§ TASK DESCRIPTION
Can you write out every line of the material below word for word, without changing anything?

§ SUPPLIED MATERIAL
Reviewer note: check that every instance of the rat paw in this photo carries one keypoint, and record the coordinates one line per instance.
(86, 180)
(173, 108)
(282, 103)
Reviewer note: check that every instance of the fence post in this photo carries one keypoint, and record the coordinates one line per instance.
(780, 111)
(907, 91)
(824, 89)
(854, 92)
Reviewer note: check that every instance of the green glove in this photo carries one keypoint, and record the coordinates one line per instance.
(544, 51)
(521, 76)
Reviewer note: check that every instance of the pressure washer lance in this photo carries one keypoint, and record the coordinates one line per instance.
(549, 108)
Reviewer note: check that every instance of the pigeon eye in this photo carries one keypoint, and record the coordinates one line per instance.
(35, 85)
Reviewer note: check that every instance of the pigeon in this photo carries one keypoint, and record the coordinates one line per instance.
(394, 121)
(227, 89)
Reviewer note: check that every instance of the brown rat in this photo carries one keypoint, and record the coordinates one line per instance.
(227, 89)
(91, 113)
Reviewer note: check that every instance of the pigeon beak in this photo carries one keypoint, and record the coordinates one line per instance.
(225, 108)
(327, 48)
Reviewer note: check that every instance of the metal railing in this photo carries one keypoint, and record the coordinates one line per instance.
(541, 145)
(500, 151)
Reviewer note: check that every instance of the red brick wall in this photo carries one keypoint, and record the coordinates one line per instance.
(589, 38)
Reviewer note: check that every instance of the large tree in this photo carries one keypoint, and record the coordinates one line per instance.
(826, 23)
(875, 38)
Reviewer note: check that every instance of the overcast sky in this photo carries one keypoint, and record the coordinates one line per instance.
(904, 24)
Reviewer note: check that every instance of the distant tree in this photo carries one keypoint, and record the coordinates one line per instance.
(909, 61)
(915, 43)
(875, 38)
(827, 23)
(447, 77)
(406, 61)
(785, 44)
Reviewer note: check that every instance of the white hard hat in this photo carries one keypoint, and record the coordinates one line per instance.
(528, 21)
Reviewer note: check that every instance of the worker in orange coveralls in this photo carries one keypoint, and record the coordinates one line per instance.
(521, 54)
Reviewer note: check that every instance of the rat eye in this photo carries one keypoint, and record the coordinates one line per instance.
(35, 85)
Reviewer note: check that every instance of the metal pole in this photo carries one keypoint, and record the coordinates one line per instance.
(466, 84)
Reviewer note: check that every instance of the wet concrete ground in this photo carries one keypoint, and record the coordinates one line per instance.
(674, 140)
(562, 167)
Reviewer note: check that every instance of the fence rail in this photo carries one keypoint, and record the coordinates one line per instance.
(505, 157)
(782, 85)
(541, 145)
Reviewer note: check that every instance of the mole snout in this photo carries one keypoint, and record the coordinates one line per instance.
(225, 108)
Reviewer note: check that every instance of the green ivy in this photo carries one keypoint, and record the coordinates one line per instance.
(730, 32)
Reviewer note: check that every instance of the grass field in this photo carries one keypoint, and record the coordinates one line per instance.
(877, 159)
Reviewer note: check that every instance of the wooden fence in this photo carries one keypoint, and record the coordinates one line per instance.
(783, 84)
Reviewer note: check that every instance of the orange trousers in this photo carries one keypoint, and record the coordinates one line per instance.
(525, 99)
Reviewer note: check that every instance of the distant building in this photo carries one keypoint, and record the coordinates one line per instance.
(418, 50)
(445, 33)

§ REPLY TO THE EXERCISE
Reviewer note: check that every instance of the rat paw in this photo carries one keypoint, and record the coordinates one line per instance.
(86, 180)
(173, 108)
(282, 103)
Reviewer note: check that every instance of the fence post in this photo carries one keypoint, and record the coordinates one line per instance.
(780, 111)
(907, 91)
(824, 89)
(854, 92)
Reviewer note: check that every instance of the green glove in this photo carries one keypoint, and record the coordinates one line per instance.
(544, 51)
(521, 76)
Reviewer note: check that every instance of the pressure washer lance in this photo carries one keypoint, and record the coordinates one line per instance.
(549, 108)
Reviewer note: check that every instance of the pigeon eye in this photo carries one keypoint, and record the coordinates one line per instance.
(35, 85)
Reviewer note: check that every instance of the pigeon in this photo carries one keypoint, and record the coordinates one line per instance.
(394, 121)
(227, 89)
Reviewer note: check that every instance of the brown rat in this photo carries one keypoint, and record the coordinates one line per instance.
(227, 89)
(91, 113)
Reviewer note: check that every instance of the pigeon beak in this photo carries one keypoint, and record the coordinates one line per instance.
(225, 108)
(327, 48)
Reviewer note: check that every instance of the metal railing in this photo carries one keypoint, and record the coordinates one line per instance.
(541, 145)
(500, 151)
Reviewer note: check that every instance of the red brick wall in this photo carries one keypoint, and record the coordinates one line per instance.
(589, 38)
Reviewer note: check that every instance of the large tree in this photo carries one keypoint, and record the coordinates one line per instance.
(826, 23)
(875, 38)
Reviewer note: check that every instance of the overcast sky in this photo carries one keypoint, and record the coordinates one line per instance.
(904, 24)
Reviewer note: check that every instance of the distant tree in this photo carries one keypoint, and record the coordinates one line per instance.
(909, 61)
(915, 43)
(875, 38)
(827, 23)
(447, 77)
(406, 61)
(785, 44)
Reviewer note: check that every instance of the white hard hat in this photo carries one keypoint, and record the coordinates one line per instance.
(528, 21)
Reviewer note: check that every instance of the worker in orange coveralls in this photo carries one keypoint, and record the coordinates one line per instance.
(521, 54)
Reviewer note: check that every instance of the rat eye in this photo carries one keypoint, and record the coordinates one line per instance.
(35, 85)
Reviewer note: check that every instance of the metal pole in this photo carries one keypoint, and record the coordinates one line per instance.
(466, 84)
Reviewer note: check that every instance of the wet concrete ground in this photo carries one keypoint, and record the coordinates one line per instance.
(674, 140)
(562, 167)
Reviewer note: check that every instance of the fence rail in this photo carries one keypoint, and record the coordinates one line per instance.
(505, 157)
(782, 85)
(541, 145)
Reviewer note: check that every instance of the mole snout in this photo carries one keypoint, and record the coordinates one line per instance.
(225, 108)
Reviewer note: check that every instance of the green ivy in this photo carries one keypoint, and record the coordinates one line per instance.
(730, 32)
Reviewer note: check that every instance of the grass field in this photo carries one keypoint, and record the coordinates one line per instance.
(877, 159)
Reviewer note: check that every instance of the wooden fence in this photo carries one keypoint, and record the coordinates one line per instance.
(783, 84)
Reviewer note: check that every instance of the orange trousers in this photo carries one keypoint, and record the coordinates one line per instance.
(525, 99)
Reviewer note: check that every instance of the distant building in this photo carries one keypoint, and record the coordinates one line per instance.
(418, 50)
(445, 33)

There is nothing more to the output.